Records for this task —
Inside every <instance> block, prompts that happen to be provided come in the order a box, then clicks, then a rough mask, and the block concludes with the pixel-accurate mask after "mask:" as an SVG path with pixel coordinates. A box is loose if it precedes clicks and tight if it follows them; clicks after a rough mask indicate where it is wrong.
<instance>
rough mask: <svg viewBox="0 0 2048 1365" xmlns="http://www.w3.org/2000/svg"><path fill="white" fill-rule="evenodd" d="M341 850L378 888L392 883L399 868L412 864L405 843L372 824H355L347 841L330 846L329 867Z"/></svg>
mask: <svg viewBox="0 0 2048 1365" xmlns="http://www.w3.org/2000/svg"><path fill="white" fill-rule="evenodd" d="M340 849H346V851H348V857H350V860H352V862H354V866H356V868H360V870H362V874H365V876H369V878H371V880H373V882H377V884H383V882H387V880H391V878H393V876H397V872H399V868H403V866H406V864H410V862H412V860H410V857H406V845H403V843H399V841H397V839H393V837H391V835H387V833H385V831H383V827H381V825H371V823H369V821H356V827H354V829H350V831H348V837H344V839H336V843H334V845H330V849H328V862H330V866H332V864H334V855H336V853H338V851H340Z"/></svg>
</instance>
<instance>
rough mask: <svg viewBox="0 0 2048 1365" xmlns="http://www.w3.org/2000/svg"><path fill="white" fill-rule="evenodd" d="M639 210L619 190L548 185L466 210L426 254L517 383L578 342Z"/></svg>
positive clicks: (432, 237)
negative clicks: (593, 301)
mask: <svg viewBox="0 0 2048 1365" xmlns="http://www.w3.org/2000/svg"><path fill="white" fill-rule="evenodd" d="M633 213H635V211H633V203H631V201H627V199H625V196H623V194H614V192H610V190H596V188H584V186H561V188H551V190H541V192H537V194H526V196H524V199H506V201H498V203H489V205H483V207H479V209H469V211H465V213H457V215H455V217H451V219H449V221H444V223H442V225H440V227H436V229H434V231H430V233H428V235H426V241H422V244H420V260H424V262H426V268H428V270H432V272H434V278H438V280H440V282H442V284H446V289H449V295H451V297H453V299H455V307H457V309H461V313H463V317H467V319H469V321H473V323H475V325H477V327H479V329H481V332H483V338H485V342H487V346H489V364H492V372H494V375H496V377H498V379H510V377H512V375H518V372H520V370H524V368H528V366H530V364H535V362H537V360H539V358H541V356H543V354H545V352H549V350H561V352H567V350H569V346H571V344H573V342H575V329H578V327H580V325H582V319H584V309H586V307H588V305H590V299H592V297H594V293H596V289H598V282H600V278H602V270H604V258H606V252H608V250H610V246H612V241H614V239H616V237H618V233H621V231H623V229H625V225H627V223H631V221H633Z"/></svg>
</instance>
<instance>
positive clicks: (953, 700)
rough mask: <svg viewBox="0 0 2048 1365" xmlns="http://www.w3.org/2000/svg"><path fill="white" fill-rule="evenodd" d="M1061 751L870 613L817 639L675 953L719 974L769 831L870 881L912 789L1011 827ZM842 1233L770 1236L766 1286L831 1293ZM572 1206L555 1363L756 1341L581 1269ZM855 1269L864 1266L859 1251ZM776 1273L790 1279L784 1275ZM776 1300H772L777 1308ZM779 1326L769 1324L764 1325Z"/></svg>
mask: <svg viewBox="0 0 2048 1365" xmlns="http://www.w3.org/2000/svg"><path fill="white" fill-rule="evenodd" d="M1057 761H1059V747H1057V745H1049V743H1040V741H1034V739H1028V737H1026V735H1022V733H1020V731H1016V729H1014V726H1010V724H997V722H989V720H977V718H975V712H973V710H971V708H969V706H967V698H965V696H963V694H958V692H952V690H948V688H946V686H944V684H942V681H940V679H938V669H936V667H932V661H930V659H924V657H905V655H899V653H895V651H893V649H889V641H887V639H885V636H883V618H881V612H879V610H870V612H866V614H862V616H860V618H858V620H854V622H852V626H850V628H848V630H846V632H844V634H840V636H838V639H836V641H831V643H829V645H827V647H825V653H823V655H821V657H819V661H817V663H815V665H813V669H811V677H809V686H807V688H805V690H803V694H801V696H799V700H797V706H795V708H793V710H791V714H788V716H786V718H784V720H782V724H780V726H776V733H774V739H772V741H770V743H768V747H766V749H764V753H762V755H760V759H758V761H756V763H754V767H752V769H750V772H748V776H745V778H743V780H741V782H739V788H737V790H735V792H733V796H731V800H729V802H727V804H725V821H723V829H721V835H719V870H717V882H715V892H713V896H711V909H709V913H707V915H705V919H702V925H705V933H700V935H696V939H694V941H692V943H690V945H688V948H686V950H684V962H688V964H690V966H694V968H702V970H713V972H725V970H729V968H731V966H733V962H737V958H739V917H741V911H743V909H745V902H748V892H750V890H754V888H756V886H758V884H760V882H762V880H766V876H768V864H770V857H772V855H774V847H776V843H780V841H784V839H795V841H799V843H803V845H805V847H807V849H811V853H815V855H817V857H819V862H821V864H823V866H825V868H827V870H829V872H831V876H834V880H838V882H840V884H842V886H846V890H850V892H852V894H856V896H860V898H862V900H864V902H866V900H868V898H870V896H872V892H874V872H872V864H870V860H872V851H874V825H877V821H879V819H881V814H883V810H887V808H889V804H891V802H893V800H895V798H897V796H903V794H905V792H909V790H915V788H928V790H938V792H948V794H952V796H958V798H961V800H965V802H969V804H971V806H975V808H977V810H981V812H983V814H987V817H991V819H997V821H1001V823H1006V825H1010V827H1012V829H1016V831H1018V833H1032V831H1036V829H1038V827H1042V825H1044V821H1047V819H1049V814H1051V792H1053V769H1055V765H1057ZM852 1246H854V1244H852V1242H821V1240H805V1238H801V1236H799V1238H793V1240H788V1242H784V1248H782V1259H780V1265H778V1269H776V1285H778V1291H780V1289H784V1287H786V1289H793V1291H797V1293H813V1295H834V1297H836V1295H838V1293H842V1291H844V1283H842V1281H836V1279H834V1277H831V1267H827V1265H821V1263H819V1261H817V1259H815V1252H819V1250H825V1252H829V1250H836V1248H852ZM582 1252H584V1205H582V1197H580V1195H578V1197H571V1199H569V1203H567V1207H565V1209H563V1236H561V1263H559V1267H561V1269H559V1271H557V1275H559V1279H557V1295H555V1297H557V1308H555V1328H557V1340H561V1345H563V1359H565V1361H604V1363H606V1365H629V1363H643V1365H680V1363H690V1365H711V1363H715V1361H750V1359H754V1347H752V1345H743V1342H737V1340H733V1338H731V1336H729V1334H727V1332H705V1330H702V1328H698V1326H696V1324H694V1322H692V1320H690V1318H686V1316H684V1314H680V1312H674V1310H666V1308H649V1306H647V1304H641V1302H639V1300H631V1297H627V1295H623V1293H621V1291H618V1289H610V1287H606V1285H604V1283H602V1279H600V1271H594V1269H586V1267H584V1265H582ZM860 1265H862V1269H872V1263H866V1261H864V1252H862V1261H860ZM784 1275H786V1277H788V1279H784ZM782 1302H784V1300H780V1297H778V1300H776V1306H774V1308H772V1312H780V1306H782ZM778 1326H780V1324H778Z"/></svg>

Instructions to follow — Copy out each line in the preceding records that contains "positive".

Solution to this problem —
positive clicks: (432, 237)
positive clicks: (953, 700)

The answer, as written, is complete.